Copy each of the entries below without changing a single character.
---------- Entries shown ----------
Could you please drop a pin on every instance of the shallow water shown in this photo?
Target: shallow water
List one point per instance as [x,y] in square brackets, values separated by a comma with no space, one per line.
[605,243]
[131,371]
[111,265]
----------
Written reply »
Could you please drop a pin on every instance of the shallow water shown in this photo?
Target: shallow water
List one point per instance as [x,y] in square brackets, values separated by a comma with no space, one per line.
[605,243]
[131,371]
[111,265]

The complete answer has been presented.